__課題の文章__:
· · · ·
八丈島空港(第一八丈島航空基地) [├国内の空港、飛行場]
2013年7月訪問 2021/11更新
撮影年月日1949/03/25(昭24)(USA M1250 52)■ 終戦から4年。放置されたままの飛行場
出典:国土地理院ウェブサイト(地理院データを加工して作成)
撮影年月日1965/07/16(昭40)(KT656X C12 4)■ 第三種空港化から3年後。エプロンは南側
出典:国土地理院ウェブサイト(地理院データを加工して作成)
SkyVector.com
東京都八丈町にある「八丈島空港」。
元々は海軍の飛行場でした。
■防衛研究所収蔵資料:海軍航空基地現状表(内地の部)
では、基地名として、「第一八丈島」、「第二八丈島」、「第三八丈島」という項目が並んでいます。
■防衛研究所収蔵資料:航空基地-115 海軍航空基地位置図
には、「八丈島航空基地」として八丈島全図を示した1/50,000の青図があり、
ここで現空港の位置にある飛行場には「第一」と記されています。
それで当記事ではこれらの資料に則り、現空港の位置にある飛行場のことを、
「第一八丈島航空基地」若しくは「第一」として話を進めさせていただきます。
先頭のグーグルマップは、上に貼った1949年の航空写真から作図しました。
オイラの主観で線を引いたものですのでご了承くださいませ。
ところで1949年の航空写真、よく見ると2本の滑走路があるように見えます。
· · · ·
ひと続きの行:
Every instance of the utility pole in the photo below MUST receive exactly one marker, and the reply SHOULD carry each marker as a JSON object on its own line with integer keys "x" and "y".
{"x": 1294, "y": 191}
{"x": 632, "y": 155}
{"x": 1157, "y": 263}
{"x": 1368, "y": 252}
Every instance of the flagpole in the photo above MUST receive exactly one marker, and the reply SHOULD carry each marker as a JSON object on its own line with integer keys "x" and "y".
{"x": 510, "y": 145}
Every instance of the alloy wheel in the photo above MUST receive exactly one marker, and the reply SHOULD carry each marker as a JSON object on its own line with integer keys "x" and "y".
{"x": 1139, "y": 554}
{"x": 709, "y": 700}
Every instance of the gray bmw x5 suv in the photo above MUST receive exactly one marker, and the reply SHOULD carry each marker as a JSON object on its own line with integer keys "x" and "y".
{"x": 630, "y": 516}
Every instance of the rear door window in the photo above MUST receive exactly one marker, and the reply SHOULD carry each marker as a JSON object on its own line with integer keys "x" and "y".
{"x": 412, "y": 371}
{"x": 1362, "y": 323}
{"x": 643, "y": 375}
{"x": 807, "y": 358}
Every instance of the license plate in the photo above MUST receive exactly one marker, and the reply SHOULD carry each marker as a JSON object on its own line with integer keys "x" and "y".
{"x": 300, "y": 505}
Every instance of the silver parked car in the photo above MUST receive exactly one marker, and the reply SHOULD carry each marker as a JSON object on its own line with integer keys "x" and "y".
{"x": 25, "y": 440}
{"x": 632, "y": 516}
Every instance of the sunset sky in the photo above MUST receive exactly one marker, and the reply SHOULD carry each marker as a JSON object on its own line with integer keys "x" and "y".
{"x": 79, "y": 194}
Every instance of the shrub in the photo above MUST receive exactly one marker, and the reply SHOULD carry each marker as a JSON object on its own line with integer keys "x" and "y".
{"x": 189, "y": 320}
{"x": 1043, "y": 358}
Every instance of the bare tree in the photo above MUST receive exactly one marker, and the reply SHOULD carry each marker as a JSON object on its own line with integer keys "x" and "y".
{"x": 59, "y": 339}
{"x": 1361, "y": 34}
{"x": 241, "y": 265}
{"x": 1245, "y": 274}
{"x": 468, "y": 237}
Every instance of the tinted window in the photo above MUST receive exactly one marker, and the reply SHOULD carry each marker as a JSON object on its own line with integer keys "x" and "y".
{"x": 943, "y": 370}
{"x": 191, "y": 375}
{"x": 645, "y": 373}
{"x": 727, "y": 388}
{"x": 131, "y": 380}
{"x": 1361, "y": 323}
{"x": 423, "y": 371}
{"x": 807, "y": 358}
· · · ·
__やること__: 八丈島空港の文章から、「では、基地名として、「第一八」という語句で始まり「ところで1949年の航空写真、よく見ると2本の滑走路があるように見えます。」という語句で終わる部分を、一字も変えずに引用してください。

__正しい答え__:
では、基地名として、「第一八丈島」、「第二八丈島」、「第三八丈島」という項目が並んでいます。
■防衛研究所収蔵資料:航空基地-115 海軍航空基地位置図
には、「八丈島航空基地」として八丈島全図を示した1/50,000の青図があり、
ここで現空港の位置にある飛行場には「第一」と記されています。
それで当記事ではこれらの資料に則り、現空港の位置にある飛行場のことを、
「第一八丈島航空基地」若しくは「第一」として話を進めさせていただきます。
先頭のグーグルマップは、上に貼った1949年の航空写真から作図しました。
オイラの主観で線を引いたものですのでご了承くださいませ。
ところで1949年の航空写真、よく見ると2本の滑走路があるように見えます。